### Given task
Repeat every record below with "innermost point" swapped for "central point" wherever it occurs, leaving all other text unchanged and omitting the pictures.

### Information supplied
-- BEGIN --

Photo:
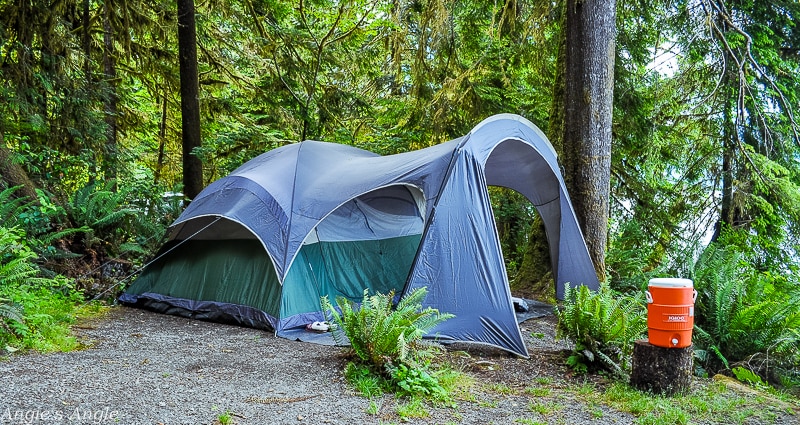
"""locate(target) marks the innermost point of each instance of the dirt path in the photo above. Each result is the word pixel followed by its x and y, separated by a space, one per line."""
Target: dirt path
pixel 146 368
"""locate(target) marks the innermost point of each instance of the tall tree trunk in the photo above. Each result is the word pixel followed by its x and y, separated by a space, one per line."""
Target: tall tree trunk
pixel 86 39
pixel 110 75
pixel 588 100
pixel 13 174
pixel 534 278
pixel 190 102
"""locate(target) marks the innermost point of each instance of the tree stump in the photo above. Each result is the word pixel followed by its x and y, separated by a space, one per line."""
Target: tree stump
pixel 660 370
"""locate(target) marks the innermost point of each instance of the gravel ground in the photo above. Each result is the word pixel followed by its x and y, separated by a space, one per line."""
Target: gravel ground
pixel 145 368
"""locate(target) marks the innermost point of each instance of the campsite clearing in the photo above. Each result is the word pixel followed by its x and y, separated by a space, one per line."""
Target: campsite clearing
pixel 140 367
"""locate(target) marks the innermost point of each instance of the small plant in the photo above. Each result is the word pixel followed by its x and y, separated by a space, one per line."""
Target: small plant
pixel 225 418
pixel 538 391
pixel 364 381
pixel 745 317
pixel 501 389
pixel 603 326
pixel 374 408
pixel 412 409
pixel 416 381
pixel 377 332
pixel 386 341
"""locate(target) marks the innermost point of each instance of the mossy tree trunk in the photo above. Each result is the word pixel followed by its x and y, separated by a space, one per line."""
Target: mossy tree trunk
pixel 190 99
pixel 588 99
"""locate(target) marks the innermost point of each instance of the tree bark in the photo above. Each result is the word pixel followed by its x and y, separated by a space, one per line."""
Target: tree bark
pixel 110 75
pixel 190 101
pixel 660 370
pixel 588 100
pixel 162 140
pixel 14 175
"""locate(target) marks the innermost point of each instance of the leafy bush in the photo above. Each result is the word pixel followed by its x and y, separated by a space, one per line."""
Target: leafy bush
pixel 34 311
pixel 101 209
pixel 386 341
pixel 745 317
pixel 377 332
pixel 603 325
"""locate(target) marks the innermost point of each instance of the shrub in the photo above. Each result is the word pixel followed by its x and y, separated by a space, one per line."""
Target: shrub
pixel 386 341
pixel 603 325
pixel 377 332
pixel 745 317
pixel 34 311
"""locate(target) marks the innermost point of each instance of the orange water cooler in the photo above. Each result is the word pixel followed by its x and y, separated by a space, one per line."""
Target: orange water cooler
pixel 670 312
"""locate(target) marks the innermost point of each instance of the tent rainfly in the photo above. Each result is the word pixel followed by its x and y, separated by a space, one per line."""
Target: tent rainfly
pixel 262 245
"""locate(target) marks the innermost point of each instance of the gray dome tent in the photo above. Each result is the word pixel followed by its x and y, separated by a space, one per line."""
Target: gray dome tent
pixel 260 246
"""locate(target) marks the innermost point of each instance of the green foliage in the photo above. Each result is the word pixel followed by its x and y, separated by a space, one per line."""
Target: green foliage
pixel 418 381
pixel 603 325
pixel 360 377
pixel 378 332
pixel 745 316
pixel 748 376
pixel 386 340
pixel 98 206
pixel 35 311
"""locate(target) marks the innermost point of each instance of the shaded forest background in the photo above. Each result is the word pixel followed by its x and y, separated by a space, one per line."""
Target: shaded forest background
pixel 704 142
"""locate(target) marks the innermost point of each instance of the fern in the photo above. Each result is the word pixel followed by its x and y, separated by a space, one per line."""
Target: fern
pixel 98 207
pixel 378 333
pixel 11 207
pixel 743 315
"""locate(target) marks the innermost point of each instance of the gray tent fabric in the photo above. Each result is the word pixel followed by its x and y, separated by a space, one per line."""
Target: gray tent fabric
pixel 334 219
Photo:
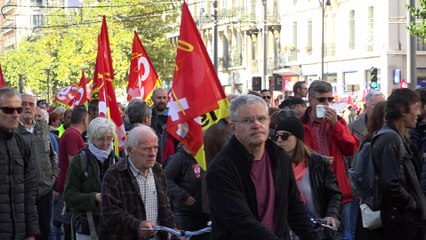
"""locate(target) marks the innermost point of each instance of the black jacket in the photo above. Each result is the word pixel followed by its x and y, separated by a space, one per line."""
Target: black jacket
pixel 18 188
pixel 233 200
pixel 183 181
pixel 399 182
pixel 325 191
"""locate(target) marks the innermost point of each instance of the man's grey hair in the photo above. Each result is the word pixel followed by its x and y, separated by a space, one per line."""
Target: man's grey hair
pixel 98 127
pixel 137 110
pixel 27 95
pixel 320 87
pixel 244 100
pixel 371 94
pixel 44 114
pixel 133 136
pixel 9 92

-- END --

### Written solution
Photo:
"""locate(target) marks the central point of each instance of the dirt path in the photo above. Each result is the word pixel followed by its x and y, separated by a space, one per line."""
Target: dirt path
pixel 146 368
"""locate(target) marks the central point of each instance of the tall tree trunk in the photo above. Each result is the word pixel followed by its x and y, separated by a space, one per line."""
Target: tall tree trunk
pixel 86 39
pixel 110 75
pixel 588 100
pixel 13 174
pixel 534 278
pixel 190 102
"""locate(target) marks the central point of each instance of the tree stump in the photo above. Each result is the word pixel followed by its x and y, separated by a space, one per line."""
Target: tree stump
pixel 660 370
"""locate(target) marks the central point of each instance of the gravel ground in the photo above. Each result is the word pixel followed by its x and y, separated by a space, one per line."""
Target: gravel ground
pixel 145 368
"""locate(target) marks the central point of each instance of the campsite clearing in the photo above. Each result is the word pixel followed by its x and y, separated by a space, one per line."""
Target: campsite clearing
pixel 140 367
"""locate(target) marks the central point of each instance of the small plant in the photo above. Each result is the word pixel followed by its x and y, separated by a space, one per line."""
Target: small plant
pixel 225 418
pixel 538 391
pixel 364 381
pixel 745 317
pixel 501 389
pixel 603 326
pixel 374 408
pixel 412 409
pixel 416 381
pixel 377 332
pixel 386 341
"""locate(target) marks the central point of each instance of the mossy tree trunk in the photo above. Each result is the word pixel followed by its x and y, separated by a space, one per line."""
Target: mossy tree trunk
pixel 190 99
pixel 588 99
"""locate(target) marks the central point of each instance of the tree bark in the photo above. Each result is the word pixel followed by its x and y, separated by a space, one per line."""
Target: tree bark
pixel 110 75
pixel 190 101
pixel 660 370
pixel 588 100
pixel 162 140
pixel 14 175
"""locate(target) marks the central point of each instance of the leafy bush in the photo above. Each result is the word pixel followed by its x and y, separated by a space, one per line."""
Target: leafy bush
pixel 34 311
pixel 101 209
pixel 386 341
pixel 745 317
pixel 377 332
pixel 603 325
"""locate(target) marks the central point of each instance of the shrub in the photo above. Each result is the word pixel followed by its x and y, separated by a space, one per line."""
Target: shrub
pixel 386 341
pixel 603 325
pixel 377 332
pixel 745 317
pixel 34 311
"""locate(target) marks the central point of each instance of the orange water cooler in the photo above. Each result is the word pixel followed by its x and y, separated by a space, one per line."""
Target: orange water cooler
pixel 670 312
"""locate(target) marks the central point of each instance of the tent rainfly in the photo above. Each result is the word pixel followed by its x and y, separated by a space, one per line."""
Target: tent rainfly
pixel 262 245
"""locate(target) marks the central point of each instance of the gray dome tent in the photo above. Each result is the word pixel followed by its x and y, separated by a space, one per line."""
Target: gray dome tent
pixel 260 246
"""locate(target) marks the central point of each instance of the green foliage in the photo above. Each result is the word pixel followed by its x and y, separated by a space, one per line."""
Target: green foliage
pixel 418 381
pixel 603 325
pixel 360 377
pixel 378 332
pixel 745 316
pixel 748 376
pixel 386 340
pixel 98 206
pixel 35 311
"""locate(target) marks the central point of each instance of the shaded forest background in the photo above. Each result is the word pixel followed by its x and y, separated by a space, one per line."""
Target: shaded forest background
pixel 704 142
"""locate(target) marks the central point of each instance of the fern in the photo above. Each result is the word pixel followed by its x and y, separated by a space, one per line."""
Target: fern
pixel 98 207
pixel 378 333
pixel 11 207
pixel 743 315
"""locate(target) marks the central point of each instance of the gray tent fabric in the photo above. Each result is the word pixel followed by its x and y, separated by a space, one per line."""
Target: gray tent fabric
pixel 334 219
Photo:
"""locate(target) marks the central point of each instance of the black jacket in the photo above. Each result is the word pixel followed by its x and y, separated by a space, one per line."""
Target: black jacket
pixel 18 188
pixel 233 200
pixel 183 181
pixel 399 182
pixel 325 191
"""locate(target) marks the central point of each instance of the man's grey hair in the photo above. Each result is the word pixel followed by its x and y, separated by a space, one per line."""
Target: man's grey hair
pixel 98 127
pixel 137 110
pixel 27 95
pixel 320 87
pixel 244 100
pixel 371 94
pixel 44 114
pixel 133 136
pixel 9 92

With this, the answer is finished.